# start of Input for this task
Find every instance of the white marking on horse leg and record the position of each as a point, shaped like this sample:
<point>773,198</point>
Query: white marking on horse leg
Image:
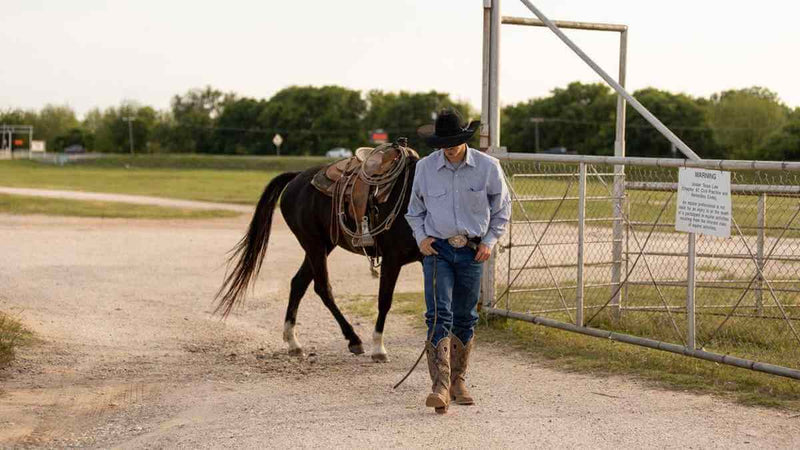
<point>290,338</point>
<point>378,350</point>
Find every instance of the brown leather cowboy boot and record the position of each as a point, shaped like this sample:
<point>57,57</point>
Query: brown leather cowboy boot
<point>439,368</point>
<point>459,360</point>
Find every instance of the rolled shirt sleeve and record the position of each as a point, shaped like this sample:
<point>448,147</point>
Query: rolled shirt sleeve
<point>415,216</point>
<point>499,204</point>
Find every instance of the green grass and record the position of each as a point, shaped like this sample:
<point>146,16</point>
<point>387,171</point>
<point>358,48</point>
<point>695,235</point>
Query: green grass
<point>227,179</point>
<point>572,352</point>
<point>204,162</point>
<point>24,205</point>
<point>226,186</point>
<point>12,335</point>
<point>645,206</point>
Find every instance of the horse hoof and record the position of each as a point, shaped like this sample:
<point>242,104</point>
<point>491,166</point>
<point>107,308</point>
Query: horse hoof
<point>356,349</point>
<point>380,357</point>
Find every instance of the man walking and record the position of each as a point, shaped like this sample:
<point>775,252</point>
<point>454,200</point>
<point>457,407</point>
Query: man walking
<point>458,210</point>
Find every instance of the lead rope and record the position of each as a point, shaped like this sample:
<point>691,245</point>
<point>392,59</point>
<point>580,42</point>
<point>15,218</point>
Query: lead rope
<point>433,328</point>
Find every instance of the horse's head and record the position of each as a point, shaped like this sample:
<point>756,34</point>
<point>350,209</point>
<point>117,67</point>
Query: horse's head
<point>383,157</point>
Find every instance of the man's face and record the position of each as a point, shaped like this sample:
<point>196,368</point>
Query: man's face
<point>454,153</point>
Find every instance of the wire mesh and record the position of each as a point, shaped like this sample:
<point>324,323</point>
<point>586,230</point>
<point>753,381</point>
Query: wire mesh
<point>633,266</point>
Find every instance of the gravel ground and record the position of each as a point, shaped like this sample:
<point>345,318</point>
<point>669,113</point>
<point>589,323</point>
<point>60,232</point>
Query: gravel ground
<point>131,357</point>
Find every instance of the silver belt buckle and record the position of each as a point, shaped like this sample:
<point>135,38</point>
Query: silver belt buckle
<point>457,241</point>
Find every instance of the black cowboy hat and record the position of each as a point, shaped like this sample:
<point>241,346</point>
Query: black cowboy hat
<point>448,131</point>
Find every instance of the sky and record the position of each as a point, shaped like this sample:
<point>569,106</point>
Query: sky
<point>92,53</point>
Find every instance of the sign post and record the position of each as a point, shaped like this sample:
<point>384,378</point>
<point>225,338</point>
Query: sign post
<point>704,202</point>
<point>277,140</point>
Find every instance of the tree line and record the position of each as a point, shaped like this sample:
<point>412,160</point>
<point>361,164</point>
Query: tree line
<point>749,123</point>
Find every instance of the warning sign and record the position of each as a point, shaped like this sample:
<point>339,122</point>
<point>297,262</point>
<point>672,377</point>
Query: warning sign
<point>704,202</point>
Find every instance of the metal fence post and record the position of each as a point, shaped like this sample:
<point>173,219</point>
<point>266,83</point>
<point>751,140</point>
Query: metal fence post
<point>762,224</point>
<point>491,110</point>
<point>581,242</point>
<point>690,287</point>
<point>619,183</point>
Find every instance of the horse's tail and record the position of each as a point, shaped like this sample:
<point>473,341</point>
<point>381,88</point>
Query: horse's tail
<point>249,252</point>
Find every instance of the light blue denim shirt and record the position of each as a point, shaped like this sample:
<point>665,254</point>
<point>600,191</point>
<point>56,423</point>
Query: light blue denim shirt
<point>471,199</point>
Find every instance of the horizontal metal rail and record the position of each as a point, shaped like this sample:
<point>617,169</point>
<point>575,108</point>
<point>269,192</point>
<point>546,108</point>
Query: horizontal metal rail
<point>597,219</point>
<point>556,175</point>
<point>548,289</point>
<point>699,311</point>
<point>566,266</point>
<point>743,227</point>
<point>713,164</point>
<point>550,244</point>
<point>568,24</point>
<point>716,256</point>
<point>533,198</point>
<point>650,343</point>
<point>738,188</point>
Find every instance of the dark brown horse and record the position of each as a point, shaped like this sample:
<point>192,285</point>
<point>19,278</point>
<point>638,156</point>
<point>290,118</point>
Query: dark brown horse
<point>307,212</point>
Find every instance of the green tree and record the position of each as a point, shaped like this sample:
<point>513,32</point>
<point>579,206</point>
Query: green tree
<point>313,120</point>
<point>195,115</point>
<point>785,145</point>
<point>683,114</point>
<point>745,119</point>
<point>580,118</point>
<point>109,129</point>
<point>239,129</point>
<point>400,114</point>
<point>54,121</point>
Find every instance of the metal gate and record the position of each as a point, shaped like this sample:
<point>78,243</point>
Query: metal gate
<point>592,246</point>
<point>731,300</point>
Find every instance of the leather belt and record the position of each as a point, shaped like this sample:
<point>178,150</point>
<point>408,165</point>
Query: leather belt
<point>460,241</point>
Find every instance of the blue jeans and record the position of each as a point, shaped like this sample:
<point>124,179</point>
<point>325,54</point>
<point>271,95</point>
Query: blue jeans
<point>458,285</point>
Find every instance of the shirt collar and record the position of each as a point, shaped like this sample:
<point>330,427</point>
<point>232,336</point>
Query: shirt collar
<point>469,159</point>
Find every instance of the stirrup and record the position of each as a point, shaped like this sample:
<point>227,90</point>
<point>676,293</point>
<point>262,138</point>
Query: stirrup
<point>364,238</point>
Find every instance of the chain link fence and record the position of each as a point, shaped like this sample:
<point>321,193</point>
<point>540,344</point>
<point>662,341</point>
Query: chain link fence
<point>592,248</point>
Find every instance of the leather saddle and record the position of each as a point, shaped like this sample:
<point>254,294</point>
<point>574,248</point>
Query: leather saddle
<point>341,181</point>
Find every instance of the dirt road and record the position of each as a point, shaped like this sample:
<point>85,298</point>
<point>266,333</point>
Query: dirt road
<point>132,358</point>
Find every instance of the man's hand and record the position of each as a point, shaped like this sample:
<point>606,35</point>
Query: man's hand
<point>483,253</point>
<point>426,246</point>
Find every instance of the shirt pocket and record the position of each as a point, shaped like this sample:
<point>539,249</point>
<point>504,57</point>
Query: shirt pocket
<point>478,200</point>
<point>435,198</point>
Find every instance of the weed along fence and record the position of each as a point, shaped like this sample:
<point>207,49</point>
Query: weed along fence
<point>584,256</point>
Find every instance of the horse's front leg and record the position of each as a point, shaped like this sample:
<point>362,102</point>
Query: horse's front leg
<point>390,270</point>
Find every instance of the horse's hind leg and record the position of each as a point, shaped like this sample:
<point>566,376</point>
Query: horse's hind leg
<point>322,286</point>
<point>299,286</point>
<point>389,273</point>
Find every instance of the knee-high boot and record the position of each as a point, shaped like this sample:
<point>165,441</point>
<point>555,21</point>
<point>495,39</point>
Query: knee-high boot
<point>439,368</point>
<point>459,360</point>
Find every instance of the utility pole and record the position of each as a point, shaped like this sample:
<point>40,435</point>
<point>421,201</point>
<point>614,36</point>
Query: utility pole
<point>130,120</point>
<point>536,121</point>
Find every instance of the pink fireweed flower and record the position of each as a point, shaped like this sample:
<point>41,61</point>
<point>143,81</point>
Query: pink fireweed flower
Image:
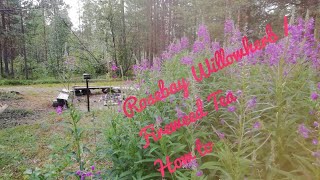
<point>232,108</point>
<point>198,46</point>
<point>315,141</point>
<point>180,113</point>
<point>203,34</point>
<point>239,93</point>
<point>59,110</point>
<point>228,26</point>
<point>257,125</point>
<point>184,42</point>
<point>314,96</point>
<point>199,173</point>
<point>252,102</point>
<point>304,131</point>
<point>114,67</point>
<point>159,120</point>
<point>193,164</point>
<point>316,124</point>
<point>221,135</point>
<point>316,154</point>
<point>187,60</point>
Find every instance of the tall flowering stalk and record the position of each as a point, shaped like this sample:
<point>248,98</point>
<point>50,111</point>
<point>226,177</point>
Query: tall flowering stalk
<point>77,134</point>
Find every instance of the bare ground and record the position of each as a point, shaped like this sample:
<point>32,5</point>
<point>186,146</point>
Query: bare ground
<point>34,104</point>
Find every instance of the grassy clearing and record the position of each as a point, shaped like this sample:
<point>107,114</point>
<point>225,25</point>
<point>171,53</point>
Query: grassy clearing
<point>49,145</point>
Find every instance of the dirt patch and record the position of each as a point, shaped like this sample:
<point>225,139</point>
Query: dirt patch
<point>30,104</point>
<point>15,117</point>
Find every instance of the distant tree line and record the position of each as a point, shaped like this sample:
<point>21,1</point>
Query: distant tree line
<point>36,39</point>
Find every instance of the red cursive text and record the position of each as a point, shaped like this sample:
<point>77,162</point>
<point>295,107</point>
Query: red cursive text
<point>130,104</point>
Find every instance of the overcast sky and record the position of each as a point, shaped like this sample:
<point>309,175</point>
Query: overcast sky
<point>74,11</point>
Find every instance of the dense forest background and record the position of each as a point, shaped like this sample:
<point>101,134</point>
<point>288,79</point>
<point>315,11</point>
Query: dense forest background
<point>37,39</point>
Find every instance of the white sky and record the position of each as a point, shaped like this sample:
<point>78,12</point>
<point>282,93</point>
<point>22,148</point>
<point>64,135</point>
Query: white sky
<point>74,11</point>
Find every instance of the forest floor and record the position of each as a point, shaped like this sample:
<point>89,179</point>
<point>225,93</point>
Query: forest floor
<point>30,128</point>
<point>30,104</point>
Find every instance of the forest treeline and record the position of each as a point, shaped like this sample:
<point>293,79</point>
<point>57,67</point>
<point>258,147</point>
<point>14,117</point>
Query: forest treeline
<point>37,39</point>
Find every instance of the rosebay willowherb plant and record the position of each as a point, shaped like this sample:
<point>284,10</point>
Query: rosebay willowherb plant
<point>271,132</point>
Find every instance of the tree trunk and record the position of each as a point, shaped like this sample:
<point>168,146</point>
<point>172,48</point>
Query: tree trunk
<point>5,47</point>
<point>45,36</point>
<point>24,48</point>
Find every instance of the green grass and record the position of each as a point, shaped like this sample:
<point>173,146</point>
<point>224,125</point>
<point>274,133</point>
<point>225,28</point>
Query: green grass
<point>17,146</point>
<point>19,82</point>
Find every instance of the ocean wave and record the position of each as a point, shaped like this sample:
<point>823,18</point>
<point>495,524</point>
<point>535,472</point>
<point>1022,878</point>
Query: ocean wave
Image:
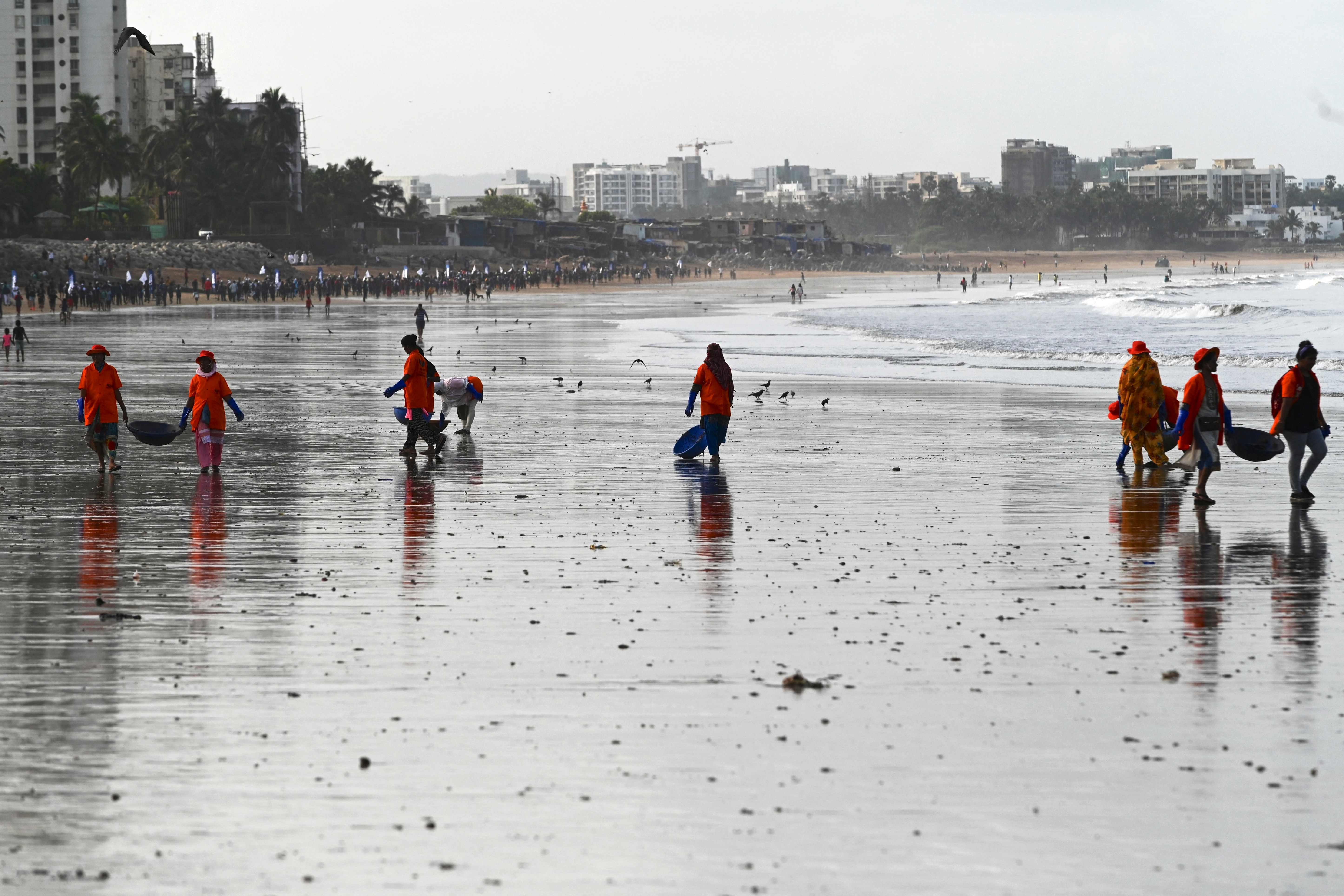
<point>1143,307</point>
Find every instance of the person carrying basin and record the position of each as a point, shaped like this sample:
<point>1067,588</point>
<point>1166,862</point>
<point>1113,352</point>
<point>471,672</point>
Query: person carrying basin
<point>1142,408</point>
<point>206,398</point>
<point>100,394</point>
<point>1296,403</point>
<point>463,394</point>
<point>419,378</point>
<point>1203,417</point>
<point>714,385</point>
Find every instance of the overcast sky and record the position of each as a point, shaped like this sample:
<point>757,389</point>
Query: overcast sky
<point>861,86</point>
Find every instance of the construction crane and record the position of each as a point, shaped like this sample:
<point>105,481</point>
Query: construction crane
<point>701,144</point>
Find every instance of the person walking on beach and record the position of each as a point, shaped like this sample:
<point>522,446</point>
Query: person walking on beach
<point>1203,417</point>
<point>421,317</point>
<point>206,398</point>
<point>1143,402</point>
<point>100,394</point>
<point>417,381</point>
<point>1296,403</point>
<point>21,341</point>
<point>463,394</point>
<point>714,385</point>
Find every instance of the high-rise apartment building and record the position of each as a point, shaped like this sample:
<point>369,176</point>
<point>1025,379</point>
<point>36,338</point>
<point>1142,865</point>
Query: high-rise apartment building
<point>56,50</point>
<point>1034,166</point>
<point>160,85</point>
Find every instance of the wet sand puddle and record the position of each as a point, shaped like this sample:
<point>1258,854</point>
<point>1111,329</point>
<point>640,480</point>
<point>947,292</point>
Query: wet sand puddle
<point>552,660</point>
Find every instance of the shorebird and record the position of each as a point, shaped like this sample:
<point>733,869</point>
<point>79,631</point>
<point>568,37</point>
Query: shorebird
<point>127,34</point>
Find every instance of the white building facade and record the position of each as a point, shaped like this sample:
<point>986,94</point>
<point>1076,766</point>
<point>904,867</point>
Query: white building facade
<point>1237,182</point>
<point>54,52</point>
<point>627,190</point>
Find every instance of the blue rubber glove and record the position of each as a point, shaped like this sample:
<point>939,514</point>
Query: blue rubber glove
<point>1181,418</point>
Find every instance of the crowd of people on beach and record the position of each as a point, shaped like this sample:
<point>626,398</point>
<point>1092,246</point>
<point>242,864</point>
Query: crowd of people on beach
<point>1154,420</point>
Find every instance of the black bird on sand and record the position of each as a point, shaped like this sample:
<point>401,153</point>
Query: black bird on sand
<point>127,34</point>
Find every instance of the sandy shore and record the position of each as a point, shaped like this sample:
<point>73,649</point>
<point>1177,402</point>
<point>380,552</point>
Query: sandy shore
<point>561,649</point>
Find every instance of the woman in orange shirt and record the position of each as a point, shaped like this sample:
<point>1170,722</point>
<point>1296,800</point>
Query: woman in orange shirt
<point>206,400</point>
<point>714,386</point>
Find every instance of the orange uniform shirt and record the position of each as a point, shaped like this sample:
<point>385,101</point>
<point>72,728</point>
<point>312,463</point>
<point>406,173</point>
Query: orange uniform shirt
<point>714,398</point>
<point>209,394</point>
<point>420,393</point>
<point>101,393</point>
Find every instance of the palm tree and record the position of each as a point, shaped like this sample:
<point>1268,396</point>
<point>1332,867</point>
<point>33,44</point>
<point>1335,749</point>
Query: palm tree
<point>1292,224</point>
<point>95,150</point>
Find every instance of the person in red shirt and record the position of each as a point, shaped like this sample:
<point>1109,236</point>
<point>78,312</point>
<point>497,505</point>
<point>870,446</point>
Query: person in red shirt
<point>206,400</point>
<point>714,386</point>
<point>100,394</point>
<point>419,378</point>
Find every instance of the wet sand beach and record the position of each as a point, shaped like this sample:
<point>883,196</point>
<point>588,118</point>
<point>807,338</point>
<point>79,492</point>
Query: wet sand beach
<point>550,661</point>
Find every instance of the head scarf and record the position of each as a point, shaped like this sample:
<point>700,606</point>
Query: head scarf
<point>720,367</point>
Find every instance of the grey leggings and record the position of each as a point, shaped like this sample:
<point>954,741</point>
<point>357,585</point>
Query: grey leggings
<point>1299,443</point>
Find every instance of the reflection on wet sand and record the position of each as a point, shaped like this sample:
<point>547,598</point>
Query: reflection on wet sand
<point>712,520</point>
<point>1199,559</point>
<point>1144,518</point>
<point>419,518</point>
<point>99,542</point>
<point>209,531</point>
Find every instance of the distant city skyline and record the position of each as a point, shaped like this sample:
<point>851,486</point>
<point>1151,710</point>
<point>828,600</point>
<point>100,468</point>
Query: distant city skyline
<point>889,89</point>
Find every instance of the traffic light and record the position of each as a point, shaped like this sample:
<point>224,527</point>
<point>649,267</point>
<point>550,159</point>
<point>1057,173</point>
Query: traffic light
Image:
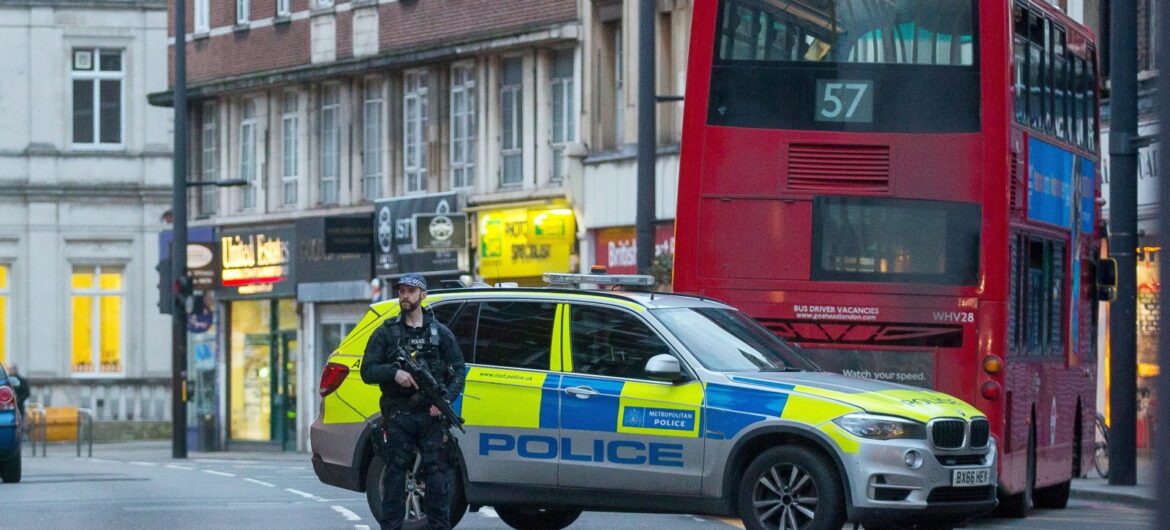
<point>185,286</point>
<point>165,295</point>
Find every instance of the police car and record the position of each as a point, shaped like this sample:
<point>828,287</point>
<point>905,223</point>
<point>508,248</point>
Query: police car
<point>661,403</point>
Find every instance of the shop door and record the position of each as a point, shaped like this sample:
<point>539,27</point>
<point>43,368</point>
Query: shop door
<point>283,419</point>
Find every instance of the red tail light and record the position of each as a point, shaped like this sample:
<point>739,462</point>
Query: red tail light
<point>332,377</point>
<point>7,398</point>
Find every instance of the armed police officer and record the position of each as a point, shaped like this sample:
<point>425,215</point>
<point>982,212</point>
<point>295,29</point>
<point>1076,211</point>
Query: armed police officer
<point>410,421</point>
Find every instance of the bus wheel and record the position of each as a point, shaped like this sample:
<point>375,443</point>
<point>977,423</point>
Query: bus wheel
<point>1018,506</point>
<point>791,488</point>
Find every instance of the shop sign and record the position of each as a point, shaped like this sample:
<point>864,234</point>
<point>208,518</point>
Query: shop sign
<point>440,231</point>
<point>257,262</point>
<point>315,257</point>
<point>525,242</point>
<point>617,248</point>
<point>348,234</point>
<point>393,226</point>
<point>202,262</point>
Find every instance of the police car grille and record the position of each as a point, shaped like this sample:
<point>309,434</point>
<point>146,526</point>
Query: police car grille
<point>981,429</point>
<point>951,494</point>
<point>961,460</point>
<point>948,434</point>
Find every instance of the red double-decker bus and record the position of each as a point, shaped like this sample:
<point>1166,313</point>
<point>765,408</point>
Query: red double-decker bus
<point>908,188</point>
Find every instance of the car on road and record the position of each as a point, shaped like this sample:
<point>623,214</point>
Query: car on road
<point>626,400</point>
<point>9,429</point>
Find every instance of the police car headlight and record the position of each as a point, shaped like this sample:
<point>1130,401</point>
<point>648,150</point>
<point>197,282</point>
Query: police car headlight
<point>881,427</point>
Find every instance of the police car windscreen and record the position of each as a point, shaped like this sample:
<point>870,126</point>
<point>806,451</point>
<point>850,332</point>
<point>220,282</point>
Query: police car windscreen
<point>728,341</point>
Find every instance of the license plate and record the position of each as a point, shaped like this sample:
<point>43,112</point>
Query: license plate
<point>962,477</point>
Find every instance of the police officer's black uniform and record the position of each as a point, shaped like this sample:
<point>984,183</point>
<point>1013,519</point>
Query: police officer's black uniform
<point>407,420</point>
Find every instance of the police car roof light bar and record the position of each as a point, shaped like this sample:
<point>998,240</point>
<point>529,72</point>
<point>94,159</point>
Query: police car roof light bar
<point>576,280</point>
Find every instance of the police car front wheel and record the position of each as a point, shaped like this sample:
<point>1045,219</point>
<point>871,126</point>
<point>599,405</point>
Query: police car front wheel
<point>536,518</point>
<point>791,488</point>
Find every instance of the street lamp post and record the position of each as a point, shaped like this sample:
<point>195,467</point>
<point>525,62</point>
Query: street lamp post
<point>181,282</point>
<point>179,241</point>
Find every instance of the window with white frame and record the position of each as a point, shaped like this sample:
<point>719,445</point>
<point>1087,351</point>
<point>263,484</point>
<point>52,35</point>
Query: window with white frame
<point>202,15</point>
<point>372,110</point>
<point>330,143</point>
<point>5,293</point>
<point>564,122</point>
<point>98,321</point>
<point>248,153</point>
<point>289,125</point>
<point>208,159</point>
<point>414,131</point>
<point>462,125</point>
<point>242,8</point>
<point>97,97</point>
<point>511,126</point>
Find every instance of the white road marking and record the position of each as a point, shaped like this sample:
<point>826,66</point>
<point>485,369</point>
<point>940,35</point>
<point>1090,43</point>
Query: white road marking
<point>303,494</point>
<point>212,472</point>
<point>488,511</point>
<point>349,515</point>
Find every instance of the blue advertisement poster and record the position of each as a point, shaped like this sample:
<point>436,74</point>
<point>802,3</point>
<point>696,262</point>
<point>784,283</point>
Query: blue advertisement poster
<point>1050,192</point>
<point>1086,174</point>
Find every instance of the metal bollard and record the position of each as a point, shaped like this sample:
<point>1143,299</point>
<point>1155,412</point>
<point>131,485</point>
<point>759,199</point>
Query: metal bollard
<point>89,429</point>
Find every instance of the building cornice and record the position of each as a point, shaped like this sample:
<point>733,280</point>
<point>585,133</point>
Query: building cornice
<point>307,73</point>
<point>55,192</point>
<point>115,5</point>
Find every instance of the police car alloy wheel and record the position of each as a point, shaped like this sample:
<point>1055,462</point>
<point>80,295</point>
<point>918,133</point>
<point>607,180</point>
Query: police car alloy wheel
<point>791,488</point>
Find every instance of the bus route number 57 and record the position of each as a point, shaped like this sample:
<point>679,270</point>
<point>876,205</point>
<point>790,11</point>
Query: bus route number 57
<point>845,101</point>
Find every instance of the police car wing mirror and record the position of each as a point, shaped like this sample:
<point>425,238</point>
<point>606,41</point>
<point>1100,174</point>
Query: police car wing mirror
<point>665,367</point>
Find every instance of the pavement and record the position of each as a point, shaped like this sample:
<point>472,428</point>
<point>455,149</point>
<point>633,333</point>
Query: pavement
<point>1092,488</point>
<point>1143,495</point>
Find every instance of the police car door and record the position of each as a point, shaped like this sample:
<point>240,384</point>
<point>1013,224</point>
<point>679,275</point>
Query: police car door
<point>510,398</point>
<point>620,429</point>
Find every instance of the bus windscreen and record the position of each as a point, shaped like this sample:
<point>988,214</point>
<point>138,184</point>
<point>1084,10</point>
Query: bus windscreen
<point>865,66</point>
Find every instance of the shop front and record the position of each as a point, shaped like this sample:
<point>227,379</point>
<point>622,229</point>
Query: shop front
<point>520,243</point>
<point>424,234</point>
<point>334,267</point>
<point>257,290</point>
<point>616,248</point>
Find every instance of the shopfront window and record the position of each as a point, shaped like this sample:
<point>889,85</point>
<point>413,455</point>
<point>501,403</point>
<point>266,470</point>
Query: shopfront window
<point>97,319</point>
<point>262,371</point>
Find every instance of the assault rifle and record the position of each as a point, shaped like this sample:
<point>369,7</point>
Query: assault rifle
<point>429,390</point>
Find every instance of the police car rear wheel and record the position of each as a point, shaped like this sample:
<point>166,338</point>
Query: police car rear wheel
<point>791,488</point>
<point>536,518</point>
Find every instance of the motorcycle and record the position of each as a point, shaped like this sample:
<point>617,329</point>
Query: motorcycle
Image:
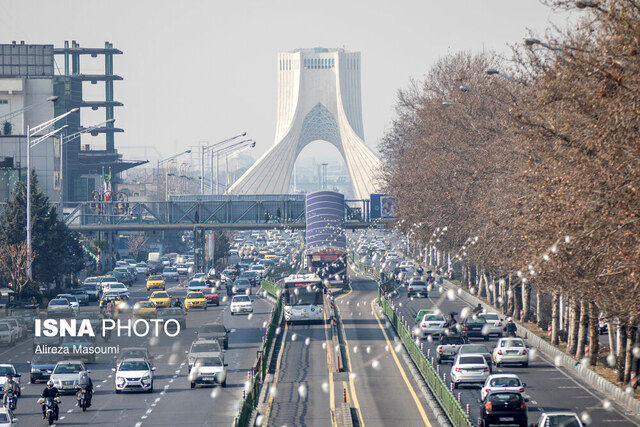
# end of Input for this task
▸ **Required task**
Repeat the records word for word, beginning at their first line and stopping after the line that contains "<point>458,210</point>". Leave the pictures out of your answer.

▸ **Exercise solution**
Find every instance of the white marking on horse leg and record the position of each as a point, shaped like this sample:
<point>773,198</point>
Query: white marking on horse leg
Image:
<point>290,338</point>
<point>378,350</point>
Find every instance of the brown leather cowboy boot and record the position of each as a point, shaped like this sample:
<point>57,57</point>
Query: brown leather cowboy boot
<point>439,368</point>
<point>459,360</point>
Find every instance of the rolled shirt sleeve and record the position of each as a point, shaped like this sample:
<point>448,147</point>
Query: rolled shirt sleeve
<point>415,216</point>
<point>499,204</point>
Find every instance of the green grass and record the position of each as a point, shaped like this sample:
<point>146,16</point>
<point>387,171</point>
<point>358,48</point>
<point>695,235</point>
Query: green grass
<point>227,179</point>
<point>572,352</point>
<point>204,162</point>
<point>24,205</point>
<point>226,186</point>
<point>12,335</point>
<point>645,206</point>
Find every instance of the horse hoof and record the position of each as a point, shaped like this sample:
<point>242,104</point>
<point>491,166</point>
<point>107,308</point>
Query: horse hoof
<point>356,349</point>
<point>380,357</point>
Find every instance of the man walking and record the position of each as a point, shaped like this sample:
<point>775,252</point>
<point>454,200</point>
<point>457,407</point>
Query: man walking
<point>458,210</point>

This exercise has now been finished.